* [Written task]: In the case header below, on what date was the judgment delivered?

* [Source extract]:
CITATION: Dventures Pty Ltd v Wily [2001] NSWSC 641
FILE NUMBER(S): SC 5045/00
HEARING DATE(S): 19 July 2001
JUDGMENT DATE:
27 July 2001

PARTIES :


Dventures Pty Limited (Plaintiff)
Andrew Hugh Jenner Wily - In his capacity as Deed Administrator of Brac Retail Pty Limited (Defendant)
JUDGMENT OF: Master McLaughlin
COUNSEL : J. K. Chippindall (Plaintiff)
P.T. Russell (Defendant)
SOLICITORS: M.D. Nikolaidis & Co. (Plaintiff)
Jones King Lawyers (Defendant)
CATCHWORDS: Corporations - Statutory Demand - Application to set aside - Whether there is a debt - Status of Defendant to serve demand - Whether Defendant is a creditor - Whether demand is defective - Authority of partner of Defendant to sign demand - Matter of evidence - Affidavit accompanying demand - Whether affidavit complies with the rules - Requirement that affidavit verifies that the debt is due and payable - Debt asserted to arise upon a dishonoured cheque - Whether there was valuable consideration for the cheque - Antecedent debt - Relationship between receipt of cheque and antecedent debt - Bearer cheque - Status of Defendant as bearer of cheque - Status of Defendant as holder of cheque - Whether there is a genuine dispute as to the existence of the debt - Whether demand should be set aside for "some other reason".

* [Data lines]:
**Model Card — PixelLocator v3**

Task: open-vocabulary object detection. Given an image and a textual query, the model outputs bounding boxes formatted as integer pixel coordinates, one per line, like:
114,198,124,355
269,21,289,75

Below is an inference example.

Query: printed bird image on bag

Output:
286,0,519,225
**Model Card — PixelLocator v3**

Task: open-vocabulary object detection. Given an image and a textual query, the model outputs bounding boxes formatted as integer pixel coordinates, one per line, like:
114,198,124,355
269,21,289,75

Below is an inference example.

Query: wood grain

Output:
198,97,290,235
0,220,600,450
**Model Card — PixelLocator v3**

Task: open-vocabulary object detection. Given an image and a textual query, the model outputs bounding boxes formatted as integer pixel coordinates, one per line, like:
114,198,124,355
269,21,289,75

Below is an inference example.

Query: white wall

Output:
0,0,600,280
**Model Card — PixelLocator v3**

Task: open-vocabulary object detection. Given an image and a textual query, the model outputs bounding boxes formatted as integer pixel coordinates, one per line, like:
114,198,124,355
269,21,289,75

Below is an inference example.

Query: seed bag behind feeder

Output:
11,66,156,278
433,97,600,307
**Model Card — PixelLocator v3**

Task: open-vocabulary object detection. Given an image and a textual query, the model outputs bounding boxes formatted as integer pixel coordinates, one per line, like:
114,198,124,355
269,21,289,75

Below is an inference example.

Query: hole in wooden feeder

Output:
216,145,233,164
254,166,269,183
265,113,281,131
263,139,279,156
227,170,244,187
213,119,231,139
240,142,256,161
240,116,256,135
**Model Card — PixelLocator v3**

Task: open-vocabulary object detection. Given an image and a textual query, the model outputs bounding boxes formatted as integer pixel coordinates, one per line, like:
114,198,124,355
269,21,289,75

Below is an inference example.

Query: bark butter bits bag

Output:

* [Correct response]: 27 July 2001